## TASK DESCRIPTION
Could you copy everything from the line containing "task | indicate the black trousers, one" down to the end of the material, swapping "marker" for "pin" and keeping every other word unchanged? Leave the pictures out of your answer.

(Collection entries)
# # #

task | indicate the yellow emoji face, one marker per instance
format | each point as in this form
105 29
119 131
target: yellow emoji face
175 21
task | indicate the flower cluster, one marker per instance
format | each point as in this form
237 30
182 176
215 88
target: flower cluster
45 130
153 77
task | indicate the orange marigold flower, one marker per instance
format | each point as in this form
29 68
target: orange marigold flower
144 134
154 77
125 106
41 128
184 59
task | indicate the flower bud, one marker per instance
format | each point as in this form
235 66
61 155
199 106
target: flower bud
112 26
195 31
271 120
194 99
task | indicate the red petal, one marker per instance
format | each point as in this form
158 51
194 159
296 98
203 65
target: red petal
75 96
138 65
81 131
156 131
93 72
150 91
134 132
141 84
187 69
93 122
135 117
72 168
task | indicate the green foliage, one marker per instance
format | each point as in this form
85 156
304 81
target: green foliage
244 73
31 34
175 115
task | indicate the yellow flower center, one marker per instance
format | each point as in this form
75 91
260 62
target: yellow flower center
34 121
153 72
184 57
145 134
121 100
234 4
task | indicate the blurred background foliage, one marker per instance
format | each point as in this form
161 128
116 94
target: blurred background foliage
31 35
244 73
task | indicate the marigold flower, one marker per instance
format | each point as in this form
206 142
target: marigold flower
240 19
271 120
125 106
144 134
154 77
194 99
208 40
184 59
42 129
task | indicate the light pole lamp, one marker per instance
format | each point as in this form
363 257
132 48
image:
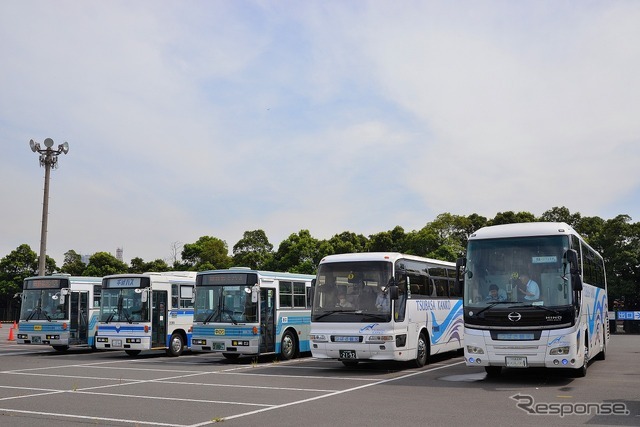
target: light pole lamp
48 159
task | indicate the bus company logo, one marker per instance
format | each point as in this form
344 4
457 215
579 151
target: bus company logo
368 327
514 316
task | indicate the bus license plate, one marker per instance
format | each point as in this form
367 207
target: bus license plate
347 354
516 362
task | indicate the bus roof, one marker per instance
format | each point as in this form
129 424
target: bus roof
523 229
379 256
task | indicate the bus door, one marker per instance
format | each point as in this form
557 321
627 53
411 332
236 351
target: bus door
159 319
267 320
79 319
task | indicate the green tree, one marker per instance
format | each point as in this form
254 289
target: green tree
388 241
206 253
562 214
103 264
511 217
73 264
297 254
139 266
254 250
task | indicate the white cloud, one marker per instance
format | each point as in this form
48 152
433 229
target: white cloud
218 118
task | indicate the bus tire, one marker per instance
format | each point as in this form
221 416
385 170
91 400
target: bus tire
493 371
288 346
176 345
422 352
231 356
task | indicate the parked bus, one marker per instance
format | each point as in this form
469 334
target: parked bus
250 312
59 310
385 306
150 311
551 310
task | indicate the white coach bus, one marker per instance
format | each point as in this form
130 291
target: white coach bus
250 312
549 303
150 311
385 306
59 310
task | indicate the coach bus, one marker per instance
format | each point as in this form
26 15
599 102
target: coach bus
385 306
59 310
150 311
549 302
240 311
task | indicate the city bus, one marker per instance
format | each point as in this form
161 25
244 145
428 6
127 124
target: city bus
150 311
240 311
385 306
552 305
59 310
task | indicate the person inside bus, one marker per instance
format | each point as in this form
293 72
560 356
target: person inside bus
528 287
496 294
382 300
342 300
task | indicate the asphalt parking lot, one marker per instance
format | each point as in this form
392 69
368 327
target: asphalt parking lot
81 387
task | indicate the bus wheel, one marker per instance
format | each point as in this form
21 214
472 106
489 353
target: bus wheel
231 356
176 345
493 371
288 346
422 353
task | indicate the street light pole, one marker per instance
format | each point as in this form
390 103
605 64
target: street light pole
48 159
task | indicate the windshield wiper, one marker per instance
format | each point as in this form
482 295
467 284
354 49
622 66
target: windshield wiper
550 310
493 304
210 316
330 312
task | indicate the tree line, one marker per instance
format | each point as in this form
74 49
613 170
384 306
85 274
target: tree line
445 238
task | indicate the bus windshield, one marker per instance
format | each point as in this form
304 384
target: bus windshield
43 304
123 305
352 292
519 270
225 304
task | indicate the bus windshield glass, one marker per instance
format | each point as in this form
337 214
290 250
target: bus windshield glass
352 292
124 305
43 304
519 270
225 303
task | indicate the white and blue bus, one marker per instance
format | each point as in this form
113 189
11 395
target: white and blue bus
59 310
385 306
150 311
240 311
549 303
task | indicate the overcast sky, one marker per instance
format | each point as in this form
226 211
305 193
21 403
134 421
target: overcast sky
212 118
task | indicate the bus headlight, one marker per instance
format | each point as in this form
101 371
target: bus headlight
560 350
472 349
318 337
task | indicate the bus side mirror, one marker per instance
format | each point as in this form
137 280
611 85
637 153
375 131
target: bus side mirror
576 279
254 293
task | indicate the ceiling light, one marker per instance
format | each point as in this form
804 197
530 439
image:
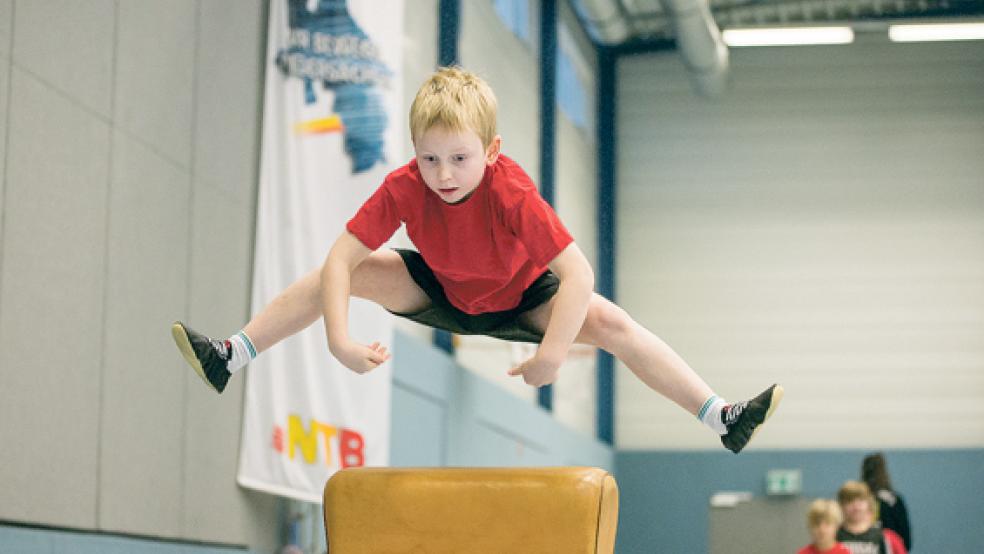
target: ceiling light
788 36
938 31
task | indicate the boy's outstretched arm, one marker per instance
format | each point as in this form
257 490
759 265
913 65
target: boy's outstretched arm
336 286
569 310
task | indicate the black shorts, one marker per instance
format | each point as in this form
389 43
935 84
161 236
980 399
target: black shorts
505 325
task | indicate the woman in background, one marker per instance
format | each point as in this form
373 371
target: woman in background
891 508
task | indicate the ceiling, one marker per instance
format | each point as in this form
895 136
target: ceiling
647 21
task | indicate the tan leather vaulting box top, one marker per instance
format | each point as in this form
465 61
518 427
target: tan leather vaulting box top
569 510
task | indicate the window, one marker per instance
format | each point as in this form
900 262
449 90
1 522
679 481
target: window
572 74
515 14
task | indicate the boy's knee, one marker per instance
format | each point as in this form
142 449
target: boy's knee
609 322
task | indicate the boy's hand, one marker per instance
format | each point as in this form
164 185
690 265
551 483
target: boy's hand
358 357
537 371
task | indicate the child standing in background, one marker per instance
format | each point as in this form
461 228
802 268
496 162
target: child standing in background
822 519
492 258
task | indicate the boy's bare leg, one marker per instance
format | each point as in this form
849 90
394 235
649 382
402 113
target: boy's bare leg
381 278
656 364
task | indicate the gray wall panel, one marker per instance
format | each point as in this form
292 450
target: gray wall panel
154 74
70 46
819 225
221 258
229 93
4 97
142 421
52 297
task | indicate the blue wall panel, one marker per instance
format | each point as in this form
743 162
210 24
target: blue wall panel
664 495
27 540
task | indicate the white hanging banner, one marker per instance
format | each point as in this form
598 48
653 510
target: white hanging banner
331 132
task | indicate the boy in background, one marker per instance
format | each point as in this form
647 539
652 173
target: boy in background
859 532
822 519
492 258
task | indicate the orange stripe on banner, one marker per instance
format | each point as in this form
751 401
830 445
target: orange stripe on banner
331 124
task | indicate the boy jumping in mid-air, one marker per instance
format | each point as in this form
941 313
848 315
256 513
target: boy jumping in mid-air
493 259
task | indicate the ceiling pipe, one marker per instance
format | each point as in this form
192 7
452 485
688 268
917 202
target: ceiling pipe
700 44
604 20
697 36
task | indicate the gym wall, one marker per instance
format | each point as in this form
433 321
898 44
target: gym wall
129 161
820 225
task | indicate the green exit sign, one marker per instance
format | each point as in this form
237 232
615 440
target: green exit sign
784 481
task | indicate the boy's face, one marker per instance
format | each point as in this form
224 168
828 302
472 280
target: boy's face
857 511
824 533
453 162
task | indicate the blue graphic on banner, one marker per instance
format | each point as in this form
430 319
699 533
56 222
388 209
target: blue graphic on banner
327 46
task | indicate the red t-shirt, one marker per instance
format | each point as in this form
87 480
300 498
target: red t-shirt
838 548
486 250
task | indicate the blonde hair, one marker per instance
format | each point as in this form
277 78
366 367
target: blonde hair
822 510
855 490
457 100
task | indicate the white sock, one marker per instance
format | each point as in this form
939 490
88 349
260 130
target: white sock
242 351
710 414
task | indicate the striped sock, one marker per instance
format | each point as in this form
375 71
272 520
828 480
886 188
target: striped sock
710 414
242 351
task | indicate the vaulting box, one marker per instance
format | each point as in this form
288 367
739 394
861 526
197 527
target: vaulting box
570 510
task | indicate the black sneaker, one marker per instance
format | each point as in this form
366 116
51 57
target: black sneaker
743 418
208 357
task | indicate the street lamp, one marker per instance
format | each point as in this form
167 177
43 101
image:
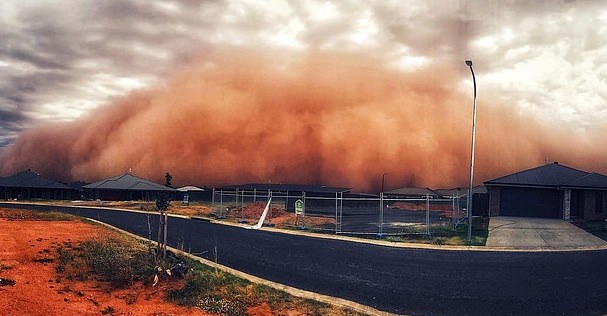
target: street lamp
383 178
469 201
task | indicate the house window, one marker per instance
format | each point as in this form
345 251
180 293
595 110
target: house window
598 202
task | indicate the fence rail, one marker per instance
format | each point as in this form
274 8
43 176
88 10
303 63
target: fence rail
345 214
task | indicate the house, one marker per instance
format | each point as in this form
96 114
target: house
480 198
29 185
412 192
549 191
190 193
281 193
127 187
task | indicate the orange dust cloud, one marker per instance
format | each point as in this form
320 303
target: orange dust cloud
237 116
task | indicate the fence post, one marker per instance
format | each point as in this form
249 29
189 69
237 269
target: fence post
220 203
336 215
213 200
381 214
341 210
427 214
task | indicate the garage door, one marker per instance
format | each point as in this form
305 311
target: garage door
529 202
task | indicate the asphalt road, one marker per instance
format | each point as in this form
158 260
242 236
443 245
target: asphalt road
404 281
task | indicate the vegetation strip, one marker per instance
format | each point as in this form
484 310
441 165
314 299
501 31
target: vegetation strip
277 286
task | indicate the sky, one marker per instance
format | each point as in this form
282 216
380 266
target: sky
64 62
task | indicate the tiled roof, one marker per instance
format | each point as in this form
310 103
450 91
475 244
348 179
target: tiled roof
29 179
549 175
413 192
591 180
127 182
190 188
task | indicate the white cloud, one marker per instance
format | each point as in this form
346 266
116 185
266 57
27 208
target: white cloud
546 58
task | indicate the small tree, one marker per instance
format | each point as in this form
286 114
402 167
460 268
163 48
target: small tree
168 177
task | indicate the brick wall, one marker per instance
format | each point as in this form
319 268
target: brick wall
494 201
589 206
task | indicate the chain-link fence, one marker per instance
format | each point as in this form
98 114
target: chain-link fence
344 213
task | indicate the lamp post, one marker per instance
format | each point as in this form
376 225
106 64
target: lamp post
469 201
383 178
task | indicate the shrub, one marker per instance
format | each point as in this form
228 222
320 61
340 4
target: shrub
118 261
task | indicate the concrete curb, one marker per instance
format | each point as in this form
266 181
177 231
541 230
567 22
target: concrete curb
350 239
331 300
412 245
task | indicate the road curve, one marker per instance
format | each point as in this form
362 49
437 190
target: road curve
396 280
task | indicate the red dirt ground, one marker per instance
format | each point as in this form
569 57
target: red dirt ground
36 291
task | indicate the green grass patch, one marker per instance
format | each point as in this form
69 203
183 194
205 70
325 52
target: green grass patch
4 267
118 261
597 228
7 282
444 234
224 294
16 214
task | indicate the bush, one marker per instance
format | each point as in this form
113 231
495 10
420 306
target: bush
118 261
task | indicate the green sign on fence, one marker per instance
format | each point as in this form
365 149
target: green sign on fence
299 207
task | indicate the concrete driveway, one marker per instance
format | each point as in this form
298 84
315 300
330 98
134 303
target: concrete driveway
539 233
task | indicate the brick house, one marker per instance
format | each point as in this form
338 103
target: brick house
549 191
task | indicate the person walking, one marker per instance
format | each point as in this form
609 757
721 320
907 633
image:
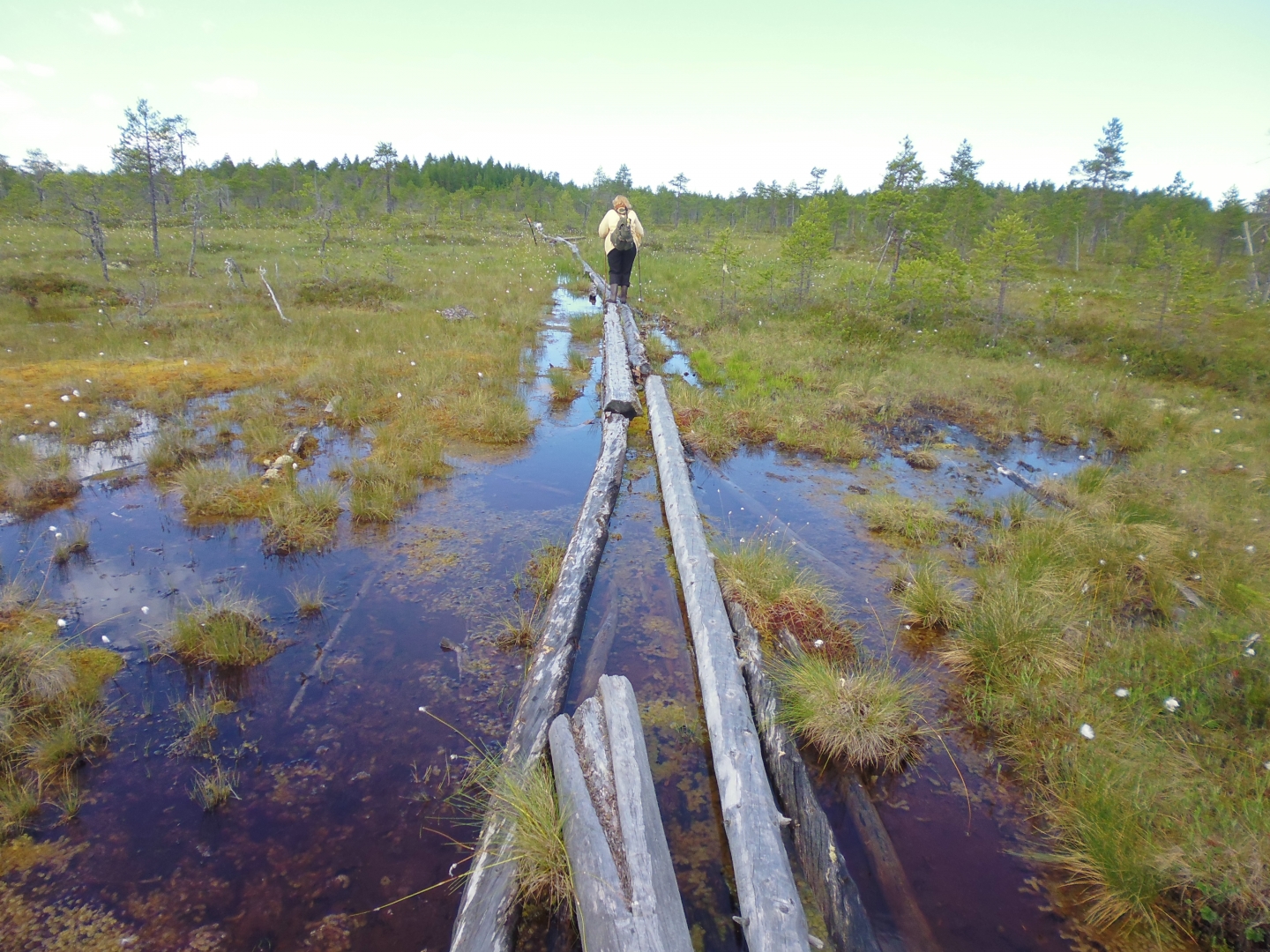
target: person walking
623 235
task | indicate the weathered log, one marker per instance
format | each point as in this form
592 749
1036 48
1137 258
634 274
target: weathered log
915 931
635 352
620 397
624 879
771 911
1030 487
591 271
597 655
315 671
819 854
487 913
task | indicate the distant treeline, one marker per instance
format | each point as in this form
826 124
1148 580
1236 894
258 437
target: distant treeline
912 215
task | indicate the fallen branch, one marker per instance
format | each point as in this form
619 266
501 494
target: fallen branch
273 296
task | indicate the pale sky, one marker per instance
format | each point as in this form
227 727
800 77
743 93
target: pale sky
725 93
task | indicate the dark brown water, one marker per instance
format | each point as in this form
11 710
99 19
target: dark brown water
343 804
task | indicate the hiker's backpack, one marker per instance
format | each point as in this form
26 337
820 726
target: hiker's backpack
624 239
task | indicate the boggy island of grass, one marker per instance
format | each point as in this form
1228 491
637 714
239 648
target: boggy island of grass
291 455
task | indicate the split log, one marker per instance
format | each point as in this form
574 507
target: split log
819 854
635 351
1027 487
597 655
771 911
620 397
624 880
487 914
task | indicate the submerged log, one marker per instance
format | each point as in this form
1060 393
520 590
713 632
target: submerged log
624 880
915 931
635 352
771 911
819 854
487 913
620 397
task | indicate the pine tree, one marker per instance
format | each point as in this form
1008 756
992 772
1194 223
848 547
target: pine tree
1006 253
808 244
147 146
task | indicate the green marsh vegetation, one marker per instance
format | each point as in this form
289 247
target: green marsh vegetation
852 709
51 711
228 631
1081 311
949 300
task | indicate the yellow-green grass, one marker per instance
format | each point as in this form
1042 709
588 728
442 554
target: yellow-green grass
526 800
51 712
227 631
778 594
31 482
865 715
1161 818
929 597
208 335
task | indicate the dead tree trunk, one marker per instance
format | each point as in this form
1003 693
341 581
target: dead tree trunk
624 880
771 911
818 850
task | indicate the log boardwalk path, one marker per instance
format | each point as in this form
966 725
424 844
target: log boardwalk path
626 895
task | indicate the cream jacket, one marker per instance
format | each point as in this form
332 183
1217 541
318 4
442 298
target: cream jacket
609 225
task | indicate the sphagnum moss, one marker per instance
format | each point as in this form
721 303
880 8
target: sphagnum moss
865 715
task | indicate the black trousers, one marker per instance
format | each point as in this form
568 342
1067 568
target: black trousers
620 265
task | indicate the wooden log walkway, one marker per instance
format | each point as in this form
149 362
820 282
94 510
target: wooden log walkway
488 911
628 897
771 911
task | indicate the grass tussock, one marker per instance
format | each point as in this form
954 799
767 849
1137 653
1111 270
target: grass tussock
228 631
564 385
1161 819
29 482
779 594
527 801
929 597
521 628
211 490
51 712
914 521
173 449
865 715
215 788
587 328
303 521
75 544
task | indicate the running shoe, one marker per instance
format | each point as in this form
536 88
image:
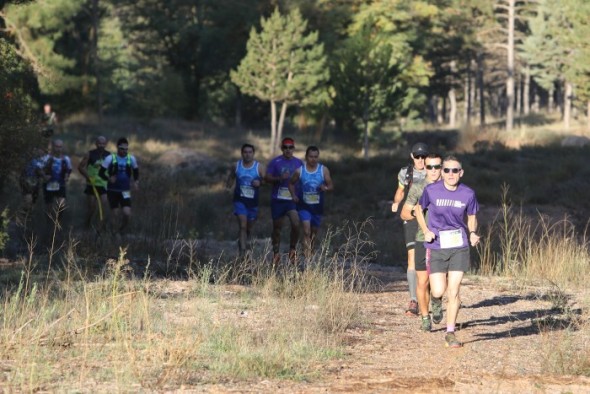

# # #

## EXPECTED ANSWER
task | indicate the black trousers, one pin per instance
format | each point as in this form
568 342
1067 568
target: black trousers
620 265
task | indicate the wooden log walkway, one pin per instance
format | each point as in this form
149 362
820 282
94 510
target: wooden log walkway
488 911
628 897
771 911
task | indicate the grass tussock, one pin per instance
format | each point as in this form
954 799
767 849
1137 653
1111 270
target: grass tussock
228 631
564 385
1161 819
29 482
779 594
527 801
929 597
521 628
211 490
51 712
914 521
173 449
865 715
215 788
587 328
303 521
75 544
task | indicate the running shoe, one pin per instance
format | each point as in this form
536 88
image:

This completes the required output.